*Given task:* Transcribe the material verbatim in full; the pictures do not belong in the copy.

— BEGIN Extracted records —

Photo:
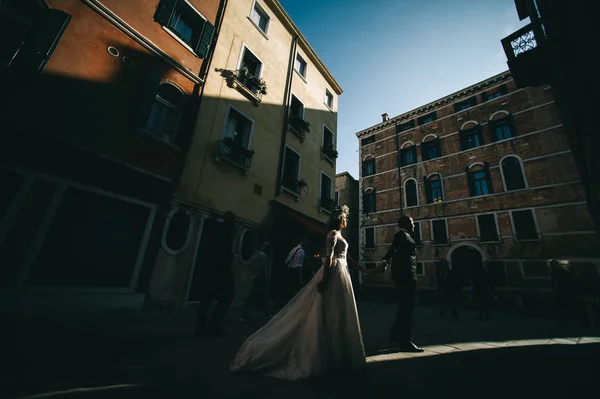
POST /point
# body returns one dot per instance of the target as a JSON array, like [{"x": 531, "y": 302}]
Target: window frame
[
  {"x": 535, "y": 223},
  {"x": 478, "y": 225}
]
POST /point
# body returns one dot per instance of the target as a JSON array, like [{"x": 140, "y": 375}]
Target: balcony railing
[
  {"x": 233, "y": 152},
  {"x": 525, "y": 50}
]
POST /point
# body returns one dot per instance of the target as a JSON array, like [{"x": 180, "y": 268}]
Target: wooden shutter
[
  {"x": 205, "y": 40},
  {"x": 488, "y": 177},
  {"x": 165, "y": 11},
  {"x": 470, "y": 182},
  {"x": 428, "y": 195},
  {"x": 146, "y": 95},
  {"x": 36, "y": 50}
]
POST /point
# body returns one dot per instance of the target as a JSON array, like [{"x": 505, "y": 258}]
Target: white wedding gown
[{"x": 315, "y": 333}]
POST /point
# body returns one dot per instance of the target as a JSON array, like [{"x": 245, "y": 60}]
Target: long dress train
[{"x": 315, "y": 333}]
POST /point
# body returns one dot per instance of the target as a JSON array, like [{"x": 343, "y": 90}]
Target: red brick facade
[{"x": 552, "y": 188}]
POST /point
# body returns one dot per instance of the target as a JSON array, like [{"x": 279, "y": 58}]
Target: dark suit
[{"x": 403, "y": 254}]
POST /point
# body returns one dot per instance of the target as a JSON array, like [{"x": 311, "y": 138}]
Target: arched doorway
[{"x": 464, "y": 261}]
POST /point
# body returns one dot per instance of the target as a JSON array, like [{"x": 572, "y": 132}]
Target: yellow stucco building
[{"x": 263, "y": 148}]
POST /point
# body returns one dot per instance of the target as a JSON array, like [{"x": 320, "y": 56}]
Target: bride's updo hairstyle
[{"x": 335, "y": 220}]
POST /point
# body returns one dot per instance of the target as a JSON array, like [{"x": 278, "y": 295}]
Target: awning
[{"x": 313, "y": 225}]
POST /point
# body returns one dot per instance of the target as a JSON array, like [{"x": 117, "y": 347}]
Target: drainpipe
[
  {"x": 398, "y": 166},
  {"x": 286, "y": 112}
]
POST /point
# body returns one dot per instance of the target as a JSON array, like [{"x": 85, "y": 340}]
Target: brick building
[
  {"x": 104, "y": 96},
  {"x": 488, "y": 176}
]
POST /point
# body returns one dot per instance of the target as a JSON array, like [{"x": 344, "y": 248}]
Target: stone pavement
[{"x": 153, "y": 355}]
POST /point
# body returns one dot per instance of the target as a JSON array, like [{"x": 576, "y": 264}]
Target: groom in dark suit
[{"x": 403, "y": 254}]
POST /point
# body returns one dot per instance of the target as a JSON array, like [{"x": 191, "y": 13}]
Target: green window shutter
[
  {"x": 488, "y": 177},
  {"x": 146, "y": 95},
  {"x": 428, "y": 195},
  {"x": 470, "y": 182},
  {"x": 36, "y": 50},
  {"x": 165, "y": 11},
  {"x": 205, "y": 40}
]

— END Extracted records —

*Output:*
Photo:
POST /point
# body returns one dot per instance of the target as a JSON array, like [{"x": 531, "y": 302}]
Target: window frame
[
  {"x": 535, "y": 223},
  {"x": 478, "y": 225}
]
POST /point
# body returns one dot per instance of the target as a JSON array, like [{"x": 140, "y": 375}]
Target: balcony railing
[
  {"x": 233, "y": 152},
  {"x": 525, "y": 50}
]
POST /point
# body returns one dot per instance of the target as a JSON array, like [{"x": 180, "y": 268}]
Target: wooden shutter
[
  {"x": 205, "y": 40},
  {"x": 488, "y": 177},
  {"x": 165, "y": 11},
  {"x": 470, "y": 182},
  {"x": 428, "y": 195},
  {"x": 146, "y": 95},
  {"x": 36, "y": 50}
]
POST /point
# body returns one dot per instance of the target as a JSON array, like [{"x": 505, "y": 258}]
Target: white wedding gown
[{"x": 315, "y": 333}]
POST /point
# body returns one dot per instance of the target as a JSON array, like [{"x": 245, "y": 60}]
Target: long dress train
[{"x": 315, "y": 333}]
POST /point
# body returns one dot per instance of the target as a JSON array, like [{"x": 343, "y": 90}]
Target: red brick facade
[{"x": 552, "y": 188}]
POST /point
# body returns one dot per instance of the target as a JSON array, like [{"x": 279, "y": 58}]
Target: dark suit
[{"x": 403, "y": 254}]
POST /point
# body returns one dot per instance of the target as a JSON array, like [{"x": 311, "y": 138}]
Target: arched doorway
[{"x": 464, "y": 261}]
POST /point
# body returns one dot per instance of the target as a JSON array, like [{"x": 572, "y": 132}]
Target: yellow stucco building
[{"x": 263, "y": 148}]
POST /point
# body returns one dot per instance of the target as a JSON array, like [{"x": 320, "y": 56}]
Target: bride's updo hairstyle
[{"x": 335, "y": 220}]
POST /point
# body returns one dot per instance of the target as a JSON array, like [{"x": 278, "y": 295}]
Target: awning
[{"x": 313, "y": 225}]
POST /point
# body returns one dot per instance of the target as a JSON array, like [{"x": 117, "y": 347}]
Target: drainpipe
[
  {"x": 398, "y": 166},
  {"x": 286, "y": 112}
]
POST /point
# body returns one dot per instance of the target as a JSON array, like [{"x": 85, "y": 340}]
Target: brick building
[
  {"x": 104, "y": 96},
  {"x": 488, "y": 176}
]
POST /point
# body returns one dot per instance of the target as a JSON array, like [{"x": 344, "y": 248}]
Target: stone pavement
[{"x": 153, "y": 355}]
POST /point
# body returns one dot per instance of the target as a JSON array, like [{"x": 576, "y": 264}]
Target: groom in dark suit
[{"x": 403, "y": 254}]
POST /point
# body returns one dot per instance of the target as a JSON array, like [{"x": 191, "y": 13}]
Target: green window shutter
[
  {"x": 488, "y": 177},
  {"x": 146, "y": 95},
  {"x": 428, "y": 195},
  {"x": 470, "y": 182},
  {"x": 36, "y": 50},
  {"x": 165, "y": 11},
  {"x": 205, "y": 40}
]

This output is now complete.